● **STATED PROBLEM**
Can you rewrite the Bitcoin article between "In recent months, trading" and "a Ponzi scheme.", inclusive, putting "Tuesday" in place of "Monday"?

____ EXTRACT TO READ

Whatever you want to call it, Bitcoin is on an extraordinary run, with the price of a single Bitcoin crossing $10,000 on some exchanges for the first time on Monday — less than two months after it crossed $5,000 for the first time.
It is a bull market with few precedents in recent investing history. The Dow Jones industrial average, in its biggest year, 1915, went up 82 percent, or one-tenth as much as Bitcoin has gone up this year. Amazon’s red-hot stock is up only one-fifteenth as much as Bitcoin this year.
The price has been pushed up by a flood of new buyers from around the world who think they have spotted a new kind of investment that could ultimately compete with gold as a place to store money outside the control of companies and governments.
These mainstream investors have not just been the libertarian-minded programmers who helped Bitcoin survive its rocky first seven years, after the mysterious creator Satoshi Nakamoto released it in 2009.
In recent months, trading among ordinary investors has taken off in South Korea and Japan. Seoul now has multiple storefronts where less technically adept people can buy and sell Bitcoin. It was on Korean exchanges where the price of Bitcoin first hit $10,000 on Monday.
On American exchanges, the price was hovering around $9,700 on Monday.
The skyrocketing price has brought forth no shortage of skeptics, from Jamie Dimon, the chief executive of JPMorgan Chase, to Warren E. Buffett, who have variously called it a fraud, a bubble and a Ponzi scheme.
The untethered price increase has, to a degree, proved their point, suggesting that this is an investment tied to few real-world fundamentals.

________
____ RECORDS SUPPLIED

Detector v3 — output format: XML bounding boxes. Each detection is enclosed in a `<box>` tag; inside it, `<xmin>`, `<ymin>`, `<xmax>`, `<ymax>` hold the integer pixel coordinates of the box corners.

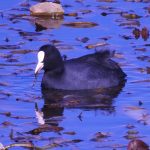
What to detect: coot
<box><xmin>35</xmin><ymin>44</ymin><xmax>126</xmax><ymax>90</ymax></box>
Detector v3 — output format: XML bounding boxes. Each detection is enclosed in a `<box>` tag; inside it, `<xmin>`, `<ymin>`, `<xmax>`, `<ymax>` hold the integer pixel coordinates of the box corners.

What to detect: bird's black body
<box><xmin>39</xmin><ymin>45</ymin><xmax>126</xmax><ymax>90</ymax></box>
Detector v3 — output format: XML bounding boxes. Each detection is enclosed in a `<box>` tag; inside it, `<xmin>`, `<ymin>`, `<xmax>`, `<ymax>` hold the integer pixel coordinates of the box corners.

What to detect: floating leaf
<box><xmin>86</xmin><ymin>42</ymin><xmax>108</xmax><ymax>49</ymax></box>
<box><xmin>121</xmin><ymin>13</ymin><xmax>141</xmax><ymax>19</ymax></box>
<box><xmin>64</xmin><ymin>22</ymin><xmax>98</xmax><ymax>28</ymax></box>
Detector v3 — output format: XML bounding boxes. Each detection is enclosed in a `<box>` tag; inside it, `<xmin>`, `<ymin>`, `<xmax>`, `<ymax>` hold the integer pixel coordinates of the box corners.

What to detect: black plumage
<box><xmin>36</xmin><ymin>45</ymin><xmax>126</xmax><ymax>90</ymax></box>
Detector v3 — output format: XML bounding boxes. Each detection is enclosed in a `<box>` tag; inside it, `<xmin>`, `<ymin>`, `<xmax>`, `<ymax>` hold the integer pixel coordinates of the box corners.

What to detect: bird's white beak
<box><xmin>34</xmin><ymin>51</ymin><xmax>45</xmax><ymax>75</ymax></box>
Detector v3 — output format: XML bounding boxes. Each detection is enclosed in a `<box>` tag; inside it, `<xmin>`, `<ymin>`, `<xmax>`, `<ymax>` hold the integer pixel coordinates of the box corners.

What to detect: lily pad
<box><xmin>64</xmin><ymin>22</ymin><xmax>98</xmax><ymax>28</ymax></box>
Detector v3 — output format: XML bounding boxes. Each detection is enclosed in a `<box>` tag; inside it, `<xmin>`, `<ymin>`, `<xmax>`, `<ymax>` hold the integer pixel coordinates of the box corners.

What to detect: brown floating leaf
<box><xmin>64</xmin><ymin>22</ymin><xmax>98</xmax><ymax>28</ymax></box>
<box><xmin>132</xmin><ymin>28</ymin><xmax>140</xmax><ymax>39</ymax></box>
<box><xmin>121</xmin><ymin>13</ymin><xmax>141</xmax><ymax>19</ymax></box>
<box><xmin>2</xmin><ymin>121</ymin><xmax>13</xmax><ymax>126</ymax></box>
<box><xmin>119</xmin><ymin>20</ymin><xmax>140</xmax><ymax>26</ymax></box>
<box><xmin>91</xmin><ymin>132</ymin><xmax>110</xmax><ymax>142</ymax></box>
<box><xmin>27</xmin><ymin>124</ymin><xmax>63</xmax><ymax>135</ymax></box>
<box><xmin>11</xmin><ymin>50</ymin><xmax>33</xmax><ymax>54</ymax></box>
<box><xmin>76</xmin><ymin>37</ymin><xmax>89</xmax><ymax>43</ymax></box>
<box><xmin>30</xmin><ymin>2</ymin><xmax>64</xmax><ymax>19</ymax></box>
<box><xmin>64</xmin><ymin>12</ymin><xmax>78</xmax><ymax>17</ymax></box>
<box><xmin>141</xmin><ymin>27</ymin><xmax>149</xmax><ymax>41</ymax></box>
<box><xmin>86</xmin><ymin>42</ymin><xmax>108</xmax><ymax>49</ymax></box>
<box><xmin>127</xmin><ymin>130</ymin><xmax>139</xmax><ymax>134</ymax></box>
<box><xmin>127</xmin><ymin>139</ymin><xmax>149</xmax><ymax>150</ymax></box>
<box><xmin>126</xmin><ymin>124</ymin><xmax>135</xmax><ymax>129</ymax></box>
<box><xmin>64</xmin><ymin>131</ymin><xmax>76</xmax><ymax>135</ymax></box>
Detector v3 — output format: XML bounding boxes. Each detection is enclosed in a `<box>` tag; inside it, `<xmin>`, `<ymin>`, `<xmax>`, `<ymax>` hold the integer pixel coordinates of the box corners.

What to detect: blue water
<box><xmin>0</xmin><ymin>0</ymin><xmax>150</xmax><ymax>150</ymax></box>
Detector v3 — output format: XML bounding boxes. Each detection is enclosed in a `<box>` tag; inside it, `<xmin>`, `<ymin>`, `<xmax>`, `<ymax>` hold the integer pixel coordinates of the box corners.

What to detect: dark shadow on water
<box><xmin>42</xmin><ymin>83</ymin><xmax>125</xmax><ymax>123</ymax></box>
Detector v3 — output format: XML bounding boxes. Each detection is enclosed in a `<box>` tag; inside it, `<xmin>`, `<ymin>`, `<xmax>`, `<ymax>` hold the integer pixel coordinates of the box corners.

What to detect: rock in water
<box><xmin>30</xmin><ymin>2</ymin><xmax>64</xmax><ymax>19</ymax></box>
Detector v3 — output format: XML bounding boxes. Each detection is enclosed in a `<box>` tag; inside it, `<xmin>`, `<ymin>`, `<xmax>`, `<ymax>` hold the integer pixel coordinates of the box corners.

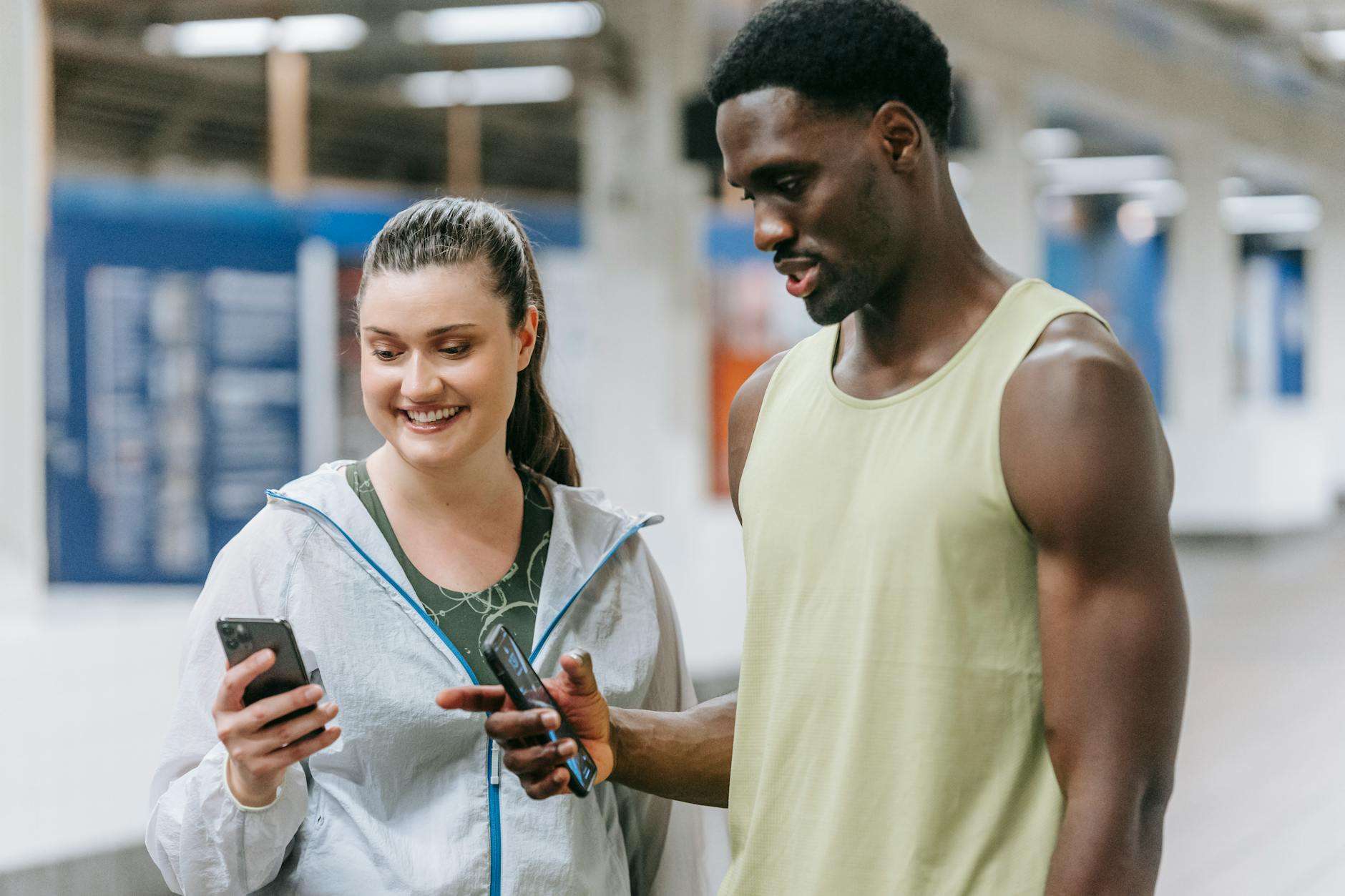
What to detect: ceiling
<box><xmin>47</xmin><ymin>0</ymin><xmax>1345</xmax><ymax>194</ymax></box>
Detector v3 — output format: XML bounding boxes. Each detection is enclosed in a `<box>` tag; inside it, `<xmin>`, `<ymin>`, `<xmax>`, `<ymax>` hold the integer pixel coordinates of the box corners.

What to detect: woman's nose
<box><xmin>402</xmin><ymin>353</ymin><xmax>444</xmax><ymax>401</ymax></box>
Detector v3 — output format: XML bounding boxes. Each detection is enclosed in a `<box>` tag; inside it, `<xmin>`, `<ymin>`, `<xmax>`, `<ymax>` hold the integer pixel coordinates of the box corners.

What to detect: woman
<box><xmin>147</xmin><ymin>199</ymin><xmax>702</xmax><ymax>895</ymax></box>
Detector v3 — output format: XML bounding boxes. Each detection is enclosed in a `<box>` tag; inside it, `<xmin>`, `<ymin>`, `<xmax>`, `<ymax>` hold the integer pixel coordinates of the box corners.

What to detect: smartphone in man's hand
<box><xmin>481</xmin><ymin>624</ymin><xmax>597</xmax><ymax>797</ymax></box>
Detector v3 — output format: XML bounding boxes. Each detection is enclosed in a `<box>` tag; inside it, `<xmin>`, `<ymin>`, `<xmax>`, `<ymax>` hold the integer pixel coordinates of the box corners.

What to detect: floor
<box><xmin>1158</xmin><ymin>525</ymin><xmax>1345</xmax><ymax>896</ymax></box>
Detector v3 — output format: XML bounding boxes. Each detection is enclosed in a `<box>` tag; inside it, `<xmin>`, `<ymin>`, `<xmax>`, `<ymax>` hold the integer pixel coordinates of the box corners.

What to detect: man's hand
<box><xmin>434</xmin><ymin>650</ymin><xmax>615</xmax><ymax>799</ymax></box>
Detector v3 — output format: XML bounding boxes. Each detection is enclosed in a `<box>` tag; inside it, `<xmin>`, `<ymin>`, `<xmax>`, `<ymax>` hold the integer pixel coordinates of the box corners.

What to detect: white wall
<box><xmin>0</xmin><ymin>0</ymin><xmax>50</xmax><ymax>612</ymax></box>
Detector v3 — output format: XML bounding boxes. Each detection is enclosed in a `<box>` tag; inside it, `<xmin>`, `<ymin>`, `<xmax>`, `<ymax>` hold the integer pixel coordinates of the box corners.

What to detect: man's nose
<box><xmin>752</xmin><ymin>203</ymin><xmax>798</xmax><ymax>252</ymax></box>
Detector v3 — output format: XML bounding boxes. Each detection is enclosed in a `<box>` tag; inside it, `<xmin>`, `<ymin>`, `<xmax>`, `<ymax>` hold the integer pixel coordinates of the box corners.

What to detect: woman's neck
<box><xmin>368</xmin><ymin>444</ymin><xmax>522</xmax><ymax>521</ymax></box>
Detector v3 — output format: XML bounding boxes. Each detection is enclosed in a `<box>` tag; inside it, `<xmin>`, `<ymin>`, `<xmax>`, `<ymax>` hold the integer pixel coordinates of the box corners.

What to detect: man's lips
<box><xmin>775</xmin><ymin>258</ymin><xmax>821</xmax><ymax>299</ymax></box>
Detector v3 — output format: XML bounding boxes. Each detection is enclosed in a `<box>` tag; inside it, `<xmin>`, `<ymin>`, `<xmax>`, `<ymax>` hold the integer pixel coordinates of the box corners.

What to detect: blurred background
<box><xmin>0</xmin><ymin>0</ymin><xmax>1345</xmax><ymax>895</ymax></box>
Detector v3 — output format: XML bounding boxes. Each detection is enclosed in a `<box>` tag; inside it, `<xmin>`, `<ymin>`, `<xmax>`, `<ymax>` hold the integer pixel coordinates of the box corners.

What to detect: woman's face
<box><xmin>359</xmin><ymin>261</ymin><xmax>537</xmax><ymax>470</ymax></box>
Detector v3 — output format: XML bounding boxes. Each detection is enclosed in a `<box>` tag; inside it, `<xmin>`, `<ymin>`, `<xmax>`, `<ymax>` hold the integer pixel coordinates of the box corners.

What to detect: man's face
<box><xmin>715</xmin><ymin>87</ymin><xmax>900</xmax><ymax>324</ymax></box>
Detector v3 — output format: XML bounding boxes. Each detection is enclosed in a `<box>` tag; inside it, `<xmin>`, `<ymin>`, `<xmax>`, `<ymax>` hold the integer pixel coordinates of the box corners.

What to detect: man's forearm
<box><xmin>1047</xmin><ymin>774</ymin><xmax>1168</xmax><ymax>896</ymax></box>
<box><xmin>611</xmin><ymin>693</ymin><xmax>738</xmax><ymax>806</ymax></box>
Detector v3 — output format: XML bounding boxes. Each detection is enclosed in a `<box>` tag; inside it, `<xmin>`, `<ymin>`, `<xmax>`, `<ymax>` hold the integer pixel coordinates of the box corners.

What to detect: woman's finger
<box><xmin>240</xmin><ymin>685</ymin><xmax>323</xmax><ymax>734</ymax></box>
<box><xmin>254</xmin><ymin>725</ymin><xmax>341</xmax><ymax>775</ymax></box>
<box><xmin>254</xmin><ymin>702</ymin><xmax>339</xmax><ymax>752</ymax></box>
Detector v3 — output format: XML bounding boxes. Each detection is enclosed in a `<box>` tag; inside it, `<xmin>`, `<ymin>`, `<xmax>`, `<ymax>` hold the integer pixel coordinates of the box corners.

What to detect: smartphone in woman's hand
<box><xmin>215</xmin><ymin>616</ymin><xmax>324</xmax><ymax>737</ymax></box>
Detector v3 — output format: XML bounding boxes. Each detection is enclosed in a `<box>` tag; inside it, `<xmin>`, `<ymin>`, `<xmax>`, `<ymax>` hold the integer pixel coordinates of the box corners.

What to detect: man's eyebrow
<box><xmin>364</xmin><ymin>323</ymin><xmax>476</xmax><ymax>339</ymax></box>
<box><xmin>729</xmin><ymin>162</ymin><xmax>816</xmax><ymax>189</ymax></box>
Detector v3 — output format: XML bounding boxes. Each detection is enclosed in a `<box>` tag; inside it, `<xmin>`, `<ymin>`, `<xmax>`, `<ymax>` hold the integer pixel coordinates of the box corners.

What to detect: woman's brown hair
<box><xmin>355</xmin><ymin>197</ymin><xmax>579</xmax><ymax>486</ymax></box>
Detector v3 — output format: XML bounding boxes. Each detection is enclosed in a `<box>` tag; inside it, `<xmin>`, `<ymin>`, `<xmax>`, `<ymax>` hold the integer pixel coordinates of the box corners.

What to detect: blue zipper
<box><xmin>266</xmin><ymin>488</ymin><xmax>654</xmax><ymax>896</ymax></box>
<box><xmin>527</xmin><ymin>516</ymin><xmax>655</xmax><ymax>664</ymax></box>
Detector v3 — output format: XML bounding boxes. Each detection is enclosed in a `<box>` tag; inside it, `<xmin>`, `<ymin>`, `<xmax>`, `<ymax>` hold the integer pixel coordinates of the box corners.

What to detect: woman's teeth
<box><xmin>406</xmin><ymin>408</ymin><xmax>461</xmax><ymax>423</ymax></box>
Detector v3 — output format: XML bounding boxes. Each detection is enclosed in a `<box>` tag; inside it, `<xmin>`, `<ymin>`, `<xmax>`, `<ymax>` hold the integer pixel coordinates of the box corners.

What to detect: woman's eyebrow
<box><xmin>363</xmin><ymin>323</ymin><xmax>476</xmax><ymax>339</ymax></box>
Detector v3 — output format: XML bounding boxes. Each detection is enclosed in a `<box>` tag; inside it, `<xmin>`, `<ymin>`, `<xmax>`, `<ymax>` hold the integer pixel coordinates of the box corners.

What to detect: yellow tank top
<box><xmin>721</xmin><ymin>280</ymin><xmax>1102</xmax><ymax>896</ymax></box>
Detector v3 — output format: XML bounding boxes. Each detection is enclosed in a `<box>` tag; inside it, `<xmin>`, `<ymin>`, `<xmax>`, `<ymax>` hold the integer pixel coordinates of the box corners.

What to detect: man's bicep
<box><xmin>1001</xmin><ymin>318</ymin><xmax>1188</xmax><ymax>789</ymax></box>
<box><xmin>729</xmin><ymin>351</ymin><xmax>788</xmax><ymax>519</ymax></box>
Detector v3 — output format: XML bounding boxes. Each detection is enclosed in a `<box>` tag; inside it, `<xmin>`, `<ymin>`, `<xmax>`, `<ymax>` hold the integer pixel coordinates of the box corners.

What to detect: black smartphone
<box><xmin>481</xmin><ymin>624</ymin><xmax>597</xmax><ymax>797</ymax></box>
<box><xmin>215</xmin><ymin>616</ymin><xmax>326</xmax><ymax>736</ymax></box>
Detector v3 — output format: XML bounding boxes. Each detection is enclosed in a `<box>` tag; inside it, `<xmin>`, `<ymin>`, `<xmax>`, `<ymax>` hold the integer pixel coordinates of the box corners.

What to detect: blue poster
<box><xmin>47</xmin><ymin>183</ymin><xmax>301</xmax><ymax>583</ymax></box>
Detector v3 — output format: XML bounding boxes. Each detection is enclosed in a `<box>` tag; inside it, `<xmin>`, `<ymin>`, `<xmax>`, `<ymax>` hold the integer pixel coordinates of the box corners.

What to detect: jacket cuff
<box><xmin>219</xmin><ymin>756</ymin><xmax>288</xmax><ymax>812</ymax></box>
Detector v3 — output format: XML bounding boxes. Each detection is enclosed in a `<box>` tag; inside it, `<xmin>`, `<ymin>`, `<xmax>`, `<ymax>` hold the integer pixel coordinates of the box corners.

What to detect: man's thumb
<box><xmin>561</xmin><ymin>650</ymin><xmax>597</xmax><ymax>696</ymax></box>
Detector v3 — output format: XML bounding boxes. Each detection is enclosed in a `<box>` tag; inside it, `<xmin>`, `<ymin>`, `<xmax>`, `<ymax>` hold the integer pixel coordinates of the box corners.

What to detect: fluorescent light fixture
<box><xmin>1316</xmin><ymin>29</ymin><xmax>1345</xmax><ymax>62</ymax></box>
<box><xmin>401</xmin><ymin>66</ymin><xmax>574</xmax><ymax>108</ymax></box>
<box><xmin>144</xmin><ymin>19</ymin><xmax>275</xmax><ymax>56</ymax></box>
<box><xmin>397</xmin><ymin>3</ymin><xmax>602</xmax><ymax>44</ymax></box>
<box><xmin>1116</xmin><ymin>199</ymin><xmax>1158</xmax><ymax>246</ymax></box>
<box><xmin>275</xmin><ymin>14</ymin><xmax>368</xmax><ymax>52</ymax></box>
<box><xmin>144</xmin><ymin>15</ymin><xmax>368</xmax><ymax>56</ymax></box>
<box><xmin>1021</xmin><ymin>128</ymin><xmax>1084</xmax><ymax>162</ymax></box>
<box><xmin>1218</xmin><ymin>195</ymin><xmax>1322</xmax><ymax>235</ymax></box>
<box><xmin>1038</xmin><ymin>156</ymin><xmax>1173</xmax><ymax>197</ymax></box>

________

● **EXERCISE RESPONSE**
In recent months, trading among ordinary investors has taken off in South Korea and Japan. Seoul now has multiple storefronts where less technically adept people can buy and sell Bitcoin. It was on Korean exchanges where the price of Bitcoin first hit $10,000 on Tuesday.
On American exchanges, the price was hovering around $9,700 on Tuesday.
The skyrocketing price has brought forth no shortage of skeptics, from Jamie Dimon, the chief executive of JPMorgan Chase, to Warren E. Buffett, who have variously called it a fraud, a bubble and a Ponzi scheme.